GOAL OF THE EXERCISE: Rewrite all of the data below, putting "Gaps" wherever "Holes" appears and changing nothing else.
-- Start RECORD LIST --
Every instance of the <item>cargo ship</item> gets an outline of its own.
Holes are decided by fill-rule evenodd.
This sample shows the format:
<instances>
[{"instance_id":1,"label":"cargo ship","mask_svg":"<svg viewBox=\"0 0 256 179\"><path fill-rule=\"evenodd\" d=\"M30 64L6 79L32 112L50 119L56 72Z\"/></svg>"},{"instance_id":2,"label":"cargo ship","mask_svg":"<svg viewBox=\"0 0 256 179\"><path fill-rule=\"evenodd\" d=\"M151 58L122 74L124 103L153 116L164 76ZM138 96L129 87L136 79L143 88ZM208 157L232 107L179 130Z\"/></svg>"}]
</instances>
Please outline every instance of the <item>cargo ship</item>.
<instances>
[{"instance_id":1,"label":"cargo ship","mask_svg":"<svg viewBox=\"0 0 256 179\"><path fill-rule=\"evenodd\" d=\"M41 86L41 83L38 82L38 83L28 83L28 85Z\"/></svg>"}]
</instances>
-- End RECORD LIST --
CORRECT ANSWER:
Every instance of the <item>cargo ship</item> gets an outline of its own.
Gaps are decided by fill-rule evenodd.
This sample shows the format:
<instances>
[{"instance_id":1,"label":"cargo ship","mask_svg":"<svg viewBox=\"0 0 256 179\"><path fill-rule=\"evenodd\" d=\"M30 64L6 79L32 112L50 119L56 72Z\"/></svg>"},{"instance_id":2,"label":"cargo ship","mask_svg":"<svg viewBox=\"0 0 256 179\"><path fill-rule=\"evenodd\" d=\"M151 58L122 74L124 103L153 116L164 76ZM138 96L129 87L136 79L143 88ZM208 157L232 107L179 130Z\"/></svg>"}]
</instances>
Please outline every instance of the <item>cargo ship</item>.
<instances>
[{"instance_id":1,"label":"cargo ship","mask_svg":"<svg viewBox=\"0 0 256 179\"><path fill-rule=\"evenodd\" d=\"M41 86L41 83L38 82L38 83L28 83L28 85Z\"/></svg>"}]
</instances>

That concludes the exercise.